• DOCUMENT SECTION:
Finding Product Market Fit Before you Run Out of Resources: The Hero’s Journey of Founding a New Company

founderIt’s always energizing to work with company founders, and a recent gathering of Clean Tech Midwest firms was no exception.  I was invited to participate in the event, which hosted more than 20 firms from the Midwest who are in the process of preparing their business plans for both regional and national competition. I shared my work around the Hero’s Journey with them, and as usual, their runway-level questions during our dialogue reminded us all of the need for getting together face-to-face and hashing things out.

The material I shared had two objectives:

  • The first was to help the teams consider whether they had chosen to deploy their hard won IP in the best market landing zone to achieve their goals.  
  • The second was to encourage them to become experts in both the full scope of the market and product fit balance – not just one half of the equation.

Understanding the Path to Growth

I use the acronym STRIDE to label the path from founding to profitable growth:

  • ST stands for Strategy and Tactics.  This is the early work that the initiating team does that becomes the originating work of the proposed business.  This phase includes creating the idea, and then building on the idea with tools like the Business Model Canvas and Value Proposition Canvas.
  • R stands for the reality part of the curve and is where the real IP gets built.  Every firm does its planning based on the best available insights before it departs on the discovery journey.  
  • I is for the integration of rich insights that are developed in the reality phase.
  • D is for deployment, when you have solved the first leg of developing a high-performing delivery system.
  • E is for extend, when the hard work of optimization is done, and the new product or service is fully integrated into the firm’s P&L’s.

To use a real-world example, let’s think about the path of today’s highly-refined mini vans.  Per this New York Times article, Chrysler had been thinking about the idea from the mid-1970’s (Strategy and Tactics).  When the chips were down, Lee Iacocca decided it was time to try and enter the reality phase by commissioning a unit based on a dated car chassis that was very underpowered and had soft suspension.  Once they had found a niche, they quickly took the feedback into the development team (see history here), and developed versions with more room, more power and better suspension.  By 1990, they had a refined Town and Country model (The E portion of the curve), where they had commanding market share that would power the P&L statement for decades.

Getting Much Deeper on the Product

For this group of entrepreneurs, the first piece will be to find a repeatable and sustainable solution to a market and not just an isolated customer.

The journey starts with true empathy for the client’s “jobs to be done.” The jobs to be done framework was pioneered by Clayton Christensen’s team at Strategyn (see link here).  The principle here is that client value is built in layers very similar to Maslow’s triangle, and once these true value elements are identified, they can be built into a foundation of true value for the client, versus the projected value that often conflates competitive elements into the mix and over complicates the solution.  

The Business Model is the Product

Founders are unique in so many regards.  They usually have a successful career in their chosen field, yet are driven by a need to be independent and do it better.  This drive to do it better gets them up early and into the office on weekends to pencil out new methods, products and services even though their friends and family can’t understand it.  Their drive is both a blessing and a curse, as they have an insatiable need to create, as well as business model patterns born from current experience.

This hard won intuition that every founder has from the successes they’ve experienced in the field prior to founding this new venture needs to broken through a platform of learning: every founder has to push themselves beyond the boundaries of their current industry business model.

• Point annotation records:

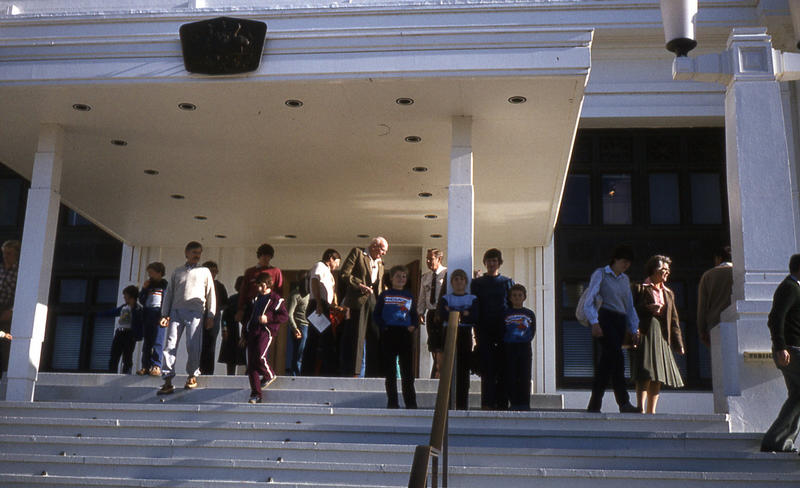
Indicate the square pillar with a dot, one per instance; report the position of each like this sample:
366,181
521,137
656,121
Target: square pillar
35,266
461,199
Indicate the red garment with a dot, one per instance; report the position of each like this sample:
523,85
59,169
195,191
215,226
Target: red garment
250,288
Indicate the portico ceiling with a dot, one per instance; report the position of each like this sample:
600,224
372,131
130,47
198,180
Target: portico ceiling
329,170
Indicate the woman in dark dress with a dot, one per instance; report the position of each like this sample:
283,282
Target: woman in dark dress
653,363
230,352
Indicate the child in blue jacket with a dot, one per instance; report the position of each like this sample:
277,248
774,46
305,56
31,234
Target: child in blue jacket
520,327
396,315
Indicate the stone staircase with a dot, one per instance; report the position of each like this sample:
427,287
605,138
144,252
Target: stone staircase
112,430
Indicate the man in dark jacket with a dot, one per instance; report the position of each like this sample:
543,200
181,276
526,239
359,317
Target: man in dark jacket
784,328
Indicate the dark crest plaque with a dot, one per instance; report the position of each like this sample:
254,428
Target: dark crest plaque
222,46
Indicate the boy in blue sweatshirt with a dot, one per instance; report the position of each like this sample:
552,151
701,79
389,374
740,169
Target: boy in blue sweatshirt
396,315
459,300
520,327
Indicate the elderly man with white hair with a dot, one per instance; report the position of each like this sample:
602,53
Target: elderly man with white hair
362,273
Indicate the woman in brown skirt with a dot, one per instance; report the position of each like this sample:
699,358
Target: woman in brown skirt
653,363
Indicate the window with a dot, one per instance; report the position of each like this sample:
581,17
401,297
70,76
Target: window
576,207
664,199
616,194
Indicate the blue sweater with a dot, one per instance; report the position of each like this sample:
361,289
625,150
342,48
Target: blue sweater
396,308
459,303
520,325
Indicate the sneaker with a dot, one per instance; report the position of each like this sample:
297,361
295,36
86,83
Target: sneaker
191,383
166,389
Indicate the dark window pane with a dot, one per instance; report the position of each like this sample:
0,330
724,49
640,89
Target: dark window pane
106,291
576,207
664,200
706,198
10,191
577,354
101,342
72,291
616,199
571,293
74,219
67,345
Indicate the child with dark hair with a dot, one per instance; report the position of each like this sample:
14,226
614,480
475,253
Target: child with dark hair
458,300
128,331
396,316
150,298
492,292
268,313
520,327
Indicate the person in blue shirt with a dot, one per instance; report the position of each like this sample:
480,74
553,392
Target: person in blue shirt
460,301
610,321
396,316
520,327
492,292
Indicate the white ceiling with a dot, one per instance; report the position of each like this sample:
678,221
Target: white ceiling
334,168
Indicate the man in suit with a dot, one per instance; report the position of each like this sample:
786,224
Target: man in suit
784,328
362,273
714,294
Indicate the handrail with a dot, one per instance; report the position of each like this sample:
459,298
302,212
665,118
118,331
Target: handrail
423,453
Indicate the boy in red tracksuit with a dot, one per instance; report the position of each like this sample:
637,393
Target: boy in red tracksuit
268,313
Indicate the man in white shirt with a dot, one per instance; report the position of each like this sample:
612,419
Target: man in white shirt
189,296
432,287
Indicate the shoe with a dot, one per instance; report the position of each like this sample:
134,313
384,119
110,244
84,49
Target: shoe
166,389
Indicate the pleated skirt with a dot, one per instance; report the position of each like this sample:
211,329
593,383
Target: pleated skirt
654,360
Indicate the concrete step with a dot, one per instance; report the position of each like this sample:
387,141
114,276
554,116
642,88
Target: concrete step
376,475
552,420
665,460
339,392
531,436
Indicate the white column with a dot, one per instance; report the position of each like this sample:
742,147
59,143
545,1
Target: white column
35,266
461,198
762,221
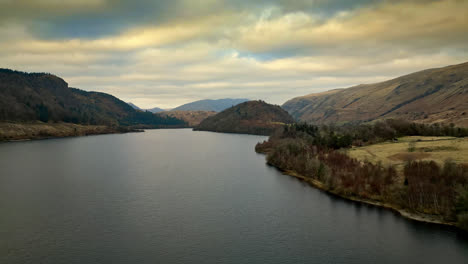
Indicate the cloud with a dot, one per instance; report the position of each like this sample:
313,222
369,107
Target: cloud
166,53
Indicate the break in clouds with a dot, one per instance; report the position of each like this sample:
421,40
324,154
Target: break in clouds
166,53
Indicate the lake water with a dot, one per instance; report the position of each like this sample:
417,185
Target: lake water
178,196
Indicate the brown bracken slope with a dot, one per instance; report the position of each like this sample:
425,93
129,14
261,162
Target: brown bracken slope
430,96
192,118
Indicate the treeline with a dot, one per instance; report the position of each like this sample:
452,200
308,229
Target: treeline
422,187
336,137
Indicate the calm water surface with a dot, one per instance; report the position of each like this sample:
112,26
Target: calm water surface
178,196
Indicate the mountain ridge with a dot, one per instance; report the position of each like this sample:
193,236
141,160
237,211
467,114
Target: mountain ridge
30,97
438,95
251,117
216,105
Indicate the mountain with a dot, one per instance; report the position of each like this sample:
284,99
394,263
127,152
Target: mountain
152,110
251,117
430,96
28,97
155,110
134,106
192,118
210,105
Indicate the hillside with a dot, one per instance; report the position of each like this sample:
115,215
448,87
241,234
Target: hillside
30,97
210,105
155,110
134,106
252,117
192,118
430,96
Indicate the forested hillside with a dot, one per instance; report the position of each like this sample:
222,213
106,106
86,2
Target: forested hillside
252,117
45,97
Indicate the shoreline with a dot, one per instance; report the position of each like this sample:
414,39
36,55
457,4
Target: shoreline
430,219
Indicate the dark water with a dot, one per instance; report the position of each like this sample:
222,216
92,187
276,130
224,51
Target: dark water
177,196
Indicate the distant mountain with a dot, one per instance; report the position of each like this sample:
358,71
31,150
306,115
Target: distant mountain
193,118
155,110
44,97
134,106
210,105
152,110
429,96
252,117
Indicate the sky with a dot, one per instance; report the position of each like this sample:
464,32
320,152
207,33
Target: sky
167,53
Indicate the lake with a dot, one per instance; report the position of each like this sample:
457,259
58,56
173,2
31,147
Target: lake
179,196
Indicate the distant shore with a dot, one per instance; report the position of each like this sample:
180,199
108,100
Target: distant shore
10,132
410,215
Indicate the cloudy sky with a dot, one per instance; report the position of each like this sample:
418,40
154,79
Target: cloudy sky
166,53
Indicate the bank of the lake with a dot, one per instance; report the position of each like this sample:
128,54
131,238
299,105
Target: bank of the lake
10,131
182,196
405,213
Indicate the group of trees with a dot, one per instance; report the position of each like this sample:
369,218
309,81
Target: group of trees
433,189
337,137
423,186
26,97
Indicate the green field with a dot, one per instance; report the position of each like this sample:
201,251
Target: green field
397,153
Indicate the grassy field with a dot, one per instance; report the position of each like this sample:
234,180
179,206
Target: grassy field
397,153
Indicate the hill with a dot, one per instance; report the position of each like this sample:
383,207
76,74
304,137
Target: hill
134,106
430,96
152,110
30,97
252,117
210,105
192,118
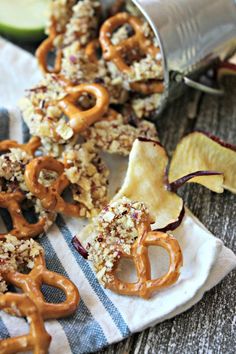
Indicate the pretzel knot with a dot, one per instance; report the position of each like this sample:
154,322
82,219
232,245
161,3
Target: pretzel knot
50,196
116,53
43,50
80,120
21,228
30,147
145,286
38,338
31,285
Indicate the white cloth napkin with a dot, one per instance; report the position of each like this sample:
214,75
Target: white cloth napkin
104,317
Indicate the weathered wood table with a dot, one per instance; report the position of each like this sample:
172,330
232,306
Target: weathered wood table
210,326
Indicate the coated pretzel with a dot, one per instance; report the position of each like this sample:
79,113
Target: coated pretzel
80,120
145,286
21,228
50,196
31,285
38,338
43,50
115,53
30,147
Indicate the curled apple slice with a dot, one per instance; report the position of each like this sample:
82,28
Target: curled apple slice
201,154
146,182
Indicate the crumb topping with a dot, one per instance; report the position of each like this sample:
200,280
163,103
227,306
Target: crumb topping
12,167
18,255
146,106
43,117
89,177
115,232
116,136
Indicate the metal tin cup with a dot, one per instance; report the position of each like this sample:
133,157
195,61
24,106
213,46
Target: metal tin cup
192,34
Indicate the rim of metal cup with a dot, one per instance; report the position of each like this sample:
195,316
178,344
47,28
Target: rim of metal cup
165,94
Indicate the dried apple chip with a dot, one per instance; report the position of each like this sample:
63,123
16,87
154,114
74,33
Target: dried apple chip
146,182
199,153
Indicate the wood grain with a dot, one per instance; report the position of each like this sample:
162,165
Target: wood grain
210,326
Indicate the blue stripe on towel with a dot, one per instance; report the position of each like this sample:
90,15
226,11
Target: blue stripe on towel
---
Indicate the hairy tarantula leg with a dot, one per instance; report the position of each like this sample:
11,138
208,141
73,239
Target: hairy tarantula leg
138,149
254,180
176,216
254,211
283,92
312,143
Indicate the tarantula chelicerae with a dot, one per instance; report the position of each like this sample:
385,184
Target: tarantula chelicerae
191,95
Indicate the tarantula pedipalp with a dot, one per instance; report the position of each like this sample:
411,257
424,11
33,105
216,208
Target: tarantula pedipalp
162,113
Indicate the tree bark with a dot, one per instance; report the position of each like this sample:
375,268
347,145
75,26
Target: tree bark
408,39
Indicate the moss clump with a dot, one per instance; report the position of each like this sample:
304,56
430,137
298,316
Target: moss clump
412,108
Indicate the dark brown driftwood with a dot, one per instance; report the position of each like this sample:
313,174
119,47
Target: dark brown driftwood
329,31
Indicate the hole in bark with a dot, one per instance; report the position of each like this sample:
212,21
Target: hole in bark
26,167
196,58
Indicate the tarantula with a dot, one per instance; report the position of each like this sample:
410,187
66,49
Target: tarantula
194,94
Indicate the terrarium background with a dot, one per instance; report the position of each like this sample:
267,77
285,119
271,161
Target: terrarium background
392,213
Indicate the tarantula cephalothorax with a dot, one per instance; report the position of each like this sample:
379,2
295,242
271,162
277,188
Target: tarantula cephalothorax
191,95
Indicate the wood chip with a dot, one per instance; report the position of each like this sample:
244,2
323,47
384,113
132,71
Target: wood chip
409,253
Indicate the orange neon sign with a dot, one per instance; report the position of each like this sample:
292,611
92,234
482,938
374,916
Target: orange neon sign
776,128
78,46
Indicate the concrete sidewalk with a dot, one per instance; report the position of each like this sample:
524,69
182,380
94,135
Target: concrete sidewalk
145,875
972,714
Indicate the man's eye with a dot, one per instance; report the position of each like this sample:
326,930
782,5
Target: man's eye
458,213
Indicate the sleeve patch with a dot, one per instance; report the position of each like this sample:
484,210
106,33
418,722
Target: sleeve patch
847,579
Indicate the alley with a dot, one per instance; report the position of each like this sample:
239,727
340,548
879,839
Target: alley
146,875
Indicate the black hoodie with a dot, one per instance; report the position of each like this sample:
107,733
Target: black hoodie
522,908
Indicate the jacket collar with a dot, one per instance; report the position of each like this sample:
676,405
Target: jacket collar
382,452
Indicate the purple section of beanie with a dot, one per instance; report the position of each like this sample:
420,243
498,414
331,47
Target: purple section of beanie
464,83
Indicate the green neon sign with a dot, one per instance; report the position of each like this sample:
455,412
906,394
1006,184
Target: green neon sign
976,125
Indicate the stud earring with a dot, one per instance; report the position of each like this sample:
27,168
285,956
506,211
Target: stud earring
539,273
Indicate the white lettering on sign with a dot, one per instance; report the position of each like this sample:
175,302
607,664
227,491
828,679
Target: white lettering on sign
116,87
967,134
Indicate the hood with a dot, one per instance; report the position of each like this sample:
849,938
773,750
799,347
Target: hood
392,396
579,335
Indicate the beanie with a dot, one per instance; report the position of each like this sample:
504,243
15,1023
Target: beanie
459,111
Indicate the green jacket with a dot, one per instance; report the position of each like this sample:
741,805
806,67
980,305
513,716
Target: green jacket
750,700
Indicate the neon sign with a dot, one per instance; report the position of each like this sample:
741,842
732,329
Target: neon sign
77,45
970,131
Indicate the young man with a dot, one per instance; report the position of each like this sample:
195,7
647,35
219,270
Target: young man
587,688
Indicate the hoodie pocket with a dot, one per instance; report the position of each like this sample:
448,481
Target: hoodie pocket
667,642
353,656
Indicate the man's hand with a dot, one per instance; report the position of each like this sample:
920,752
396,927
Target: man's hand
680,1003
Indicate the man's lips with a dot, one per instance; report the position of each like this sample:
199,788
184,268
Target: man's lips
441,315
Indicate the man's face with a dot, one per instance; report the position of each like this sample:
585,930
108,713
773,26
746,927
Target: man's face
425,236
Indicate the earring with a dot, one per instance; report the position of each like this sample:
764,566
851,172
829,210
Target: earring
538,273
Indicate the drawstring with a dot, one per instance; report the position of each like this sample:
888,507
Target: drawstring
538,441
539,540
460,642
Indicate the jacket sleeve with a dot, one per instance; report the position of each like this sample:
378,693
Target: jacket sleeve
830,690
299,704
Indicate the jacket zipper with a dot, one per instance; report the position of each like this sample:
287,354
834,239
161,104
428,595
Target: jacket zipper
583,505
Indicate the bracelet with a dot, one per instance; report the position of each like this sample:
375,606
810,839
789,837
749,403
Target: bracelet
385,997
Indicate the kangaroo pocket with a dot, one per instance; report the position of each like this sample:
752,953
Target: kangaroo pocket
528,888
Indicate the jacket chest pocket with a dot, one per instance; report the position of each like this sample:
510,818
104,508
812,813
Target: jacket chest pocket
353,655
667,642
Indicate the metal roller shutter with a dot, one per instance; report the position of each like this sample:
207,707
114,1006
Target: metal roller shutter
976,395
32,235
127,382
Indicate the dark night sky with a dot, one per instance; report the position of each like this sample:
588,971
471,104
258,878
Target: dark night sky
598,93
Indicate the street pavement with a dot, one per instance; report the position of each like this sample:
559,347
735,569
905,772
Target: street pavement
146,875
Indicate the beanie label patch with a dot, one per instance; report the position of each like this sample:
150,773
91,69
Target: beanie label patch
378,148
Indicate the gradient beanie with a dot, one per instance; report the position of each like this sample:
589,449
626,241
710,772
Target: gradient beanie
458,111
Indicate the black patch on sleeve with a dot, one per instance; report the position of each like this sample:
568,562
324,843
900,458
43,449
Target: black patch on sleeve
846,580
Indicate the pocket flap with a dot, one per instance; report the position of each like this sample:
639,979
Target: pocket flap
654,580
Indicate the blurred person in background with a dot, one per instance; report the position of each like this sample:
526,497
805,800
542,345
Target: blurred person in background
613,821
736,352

• TASK DESCRIPTION: Transcribe the passage from the product-market fit article above, starting with "founderIt’s always energizing" and going on through "achieve their goals.".

• OUTPUT:
founderIt’s always energizing to work with company founders, and a recent gathering of Clean Tech Midwest firms was no exception.  I was invited to participate in the event, which hosted more than 20 firms from the Midwest who are in the process of preparing their business plans for both regional and national competition. I shared my work around the Hero’s Journey with them, and as usual, their runway-level questions during our dialogue reminded us all of the need for getting together face-to-face and hashing things out.

The material I shared had two objectives:

  • The first was to help the teams consider whether they had chosen to deploy their hard won IP in the best market landing zone to achieve their goals.